Lista zadań
- a) Przepisz wiernie część tekstu o Annie Lewandowskiej, zaczynając od słów „10 grudnia 2019” i ciągnąc aż do słów „na ten temat!” włącznie.
- b) Kontynuuj tekst o dzieciństwie Anny Lewandowskiej, zaczynając zaraz po jego ostatnim zdaniu.

Fragment tekstu
::::
Lewandowska chciała zostać operatorem filmowym! Dlaczego zmieniła zdanie?

10 grudnia 2019
Przez: : J.J

Lewandowska chciała zostać operatorem filmowym! Dlaczego zmieniła zdanie? Anna Lewandowska będąc dzieckiem nie marzyła o karierze trenerki fitness. Kobieta pragnęła pójść na studia operatorskie. Skąd ten pomysł? Zobaczcie więcej informacji na ten temat!

Anna Lewandowska wszystkim kojarzy się ze zdrowym trybem życia. Trenerka udowodniła, że nie tylko ma talent do nakłaniania ludzi do przejścia do fit życia, ale i posiada niemałą smykałkę do interesów – o tym informowaliśmy Was między innymi TUTAJ. Jak się okazuje będąc dzieckiem Anna miała jednak zupełnie inne marzenia!

Lewandowska chciała zostać operatorem filmowym! Dlaczego zmieniła zdanie?

W jednym z wywiadów dla portalu Pomponik Anna i jej brat otworzyli się na temat swojego dzieciństwa. Jak się okazuje, rodzeństwo nie miało łatwego startu w życiu, jak mogłoby się wydawać. Ojciec rodzeństwa – Bogdan Stachurski pracował na planach filmowych, gdzie był operatorem. To on zaszczepił w córce zainteresowanie światem filmu. Jak wyznało rodzeństwo, mała Ania co ranek wstawała kilka godzin przed wyjściem do szkoły, by dzielnie towarzyszyć ojcu na planie i z wielkim zaangażowaniem śledzić jego pracę.
::::
Podane informacje
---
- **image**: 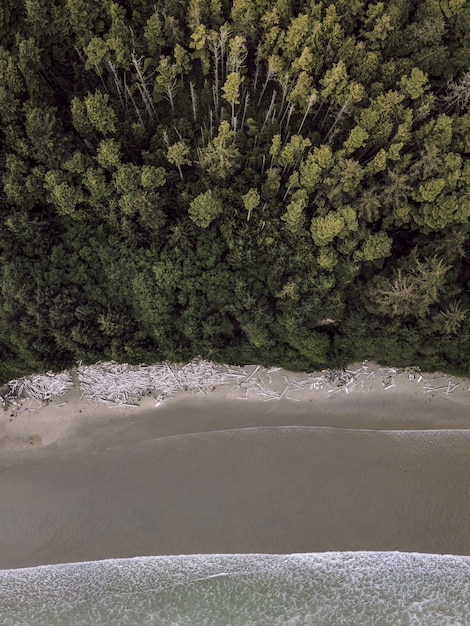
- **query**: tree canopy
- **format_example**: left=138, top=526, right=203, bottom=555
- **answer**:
left=0, top=0, right=470, bottom=378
::::
Odpowiedzi do zadań
- a)
10 grudnia 2019
Przez: : J.J

Lewandowska chciała zostać operatorem filmowym! Dlaczego zmieniła zdanie? Anna Lewandowska będąc dzieckiem nie marzyła o karierze trenerki fitness. Kobieta pragnęła pójść na studia operatorskie. Skąd ten pomysł? Zobaczcie więcej informacji na ten temat!

- b)
“Kierowca zabierał tatę i mnie” – wyznała Ania

Świat filmu tak bardzo zawładnął życiem małej Ani, że pragnęła ona pójść na studia operatorskie. Plany na przyszłość przekreśliły problemy rodziny. Rodzicom Anny i jej brata nie układało się, do tego stopnia, że ojciec postanowił zostawić rodzinę, wyprowadzając się z domu. W rodzinie nastały wtedy ciężkie czasy:

“Nie starczało pieniędzy nawet na podręczniki do szkoły. Chodziłam w dziurawych butach, pomagał nam Caritas.” – przyznała szczerze trenerka

W tym momencie Ania zrezygnowała ze swoich planów. Swoim buntem chciała pokazać złość i żal, które czuła do ojca:

“To był taki mój bunt. Powiedziałam, że już nie chcę tego robić.”

Lewandowska chciała zostać operatorem filmowym! Dlaczego zmieniła zdanie?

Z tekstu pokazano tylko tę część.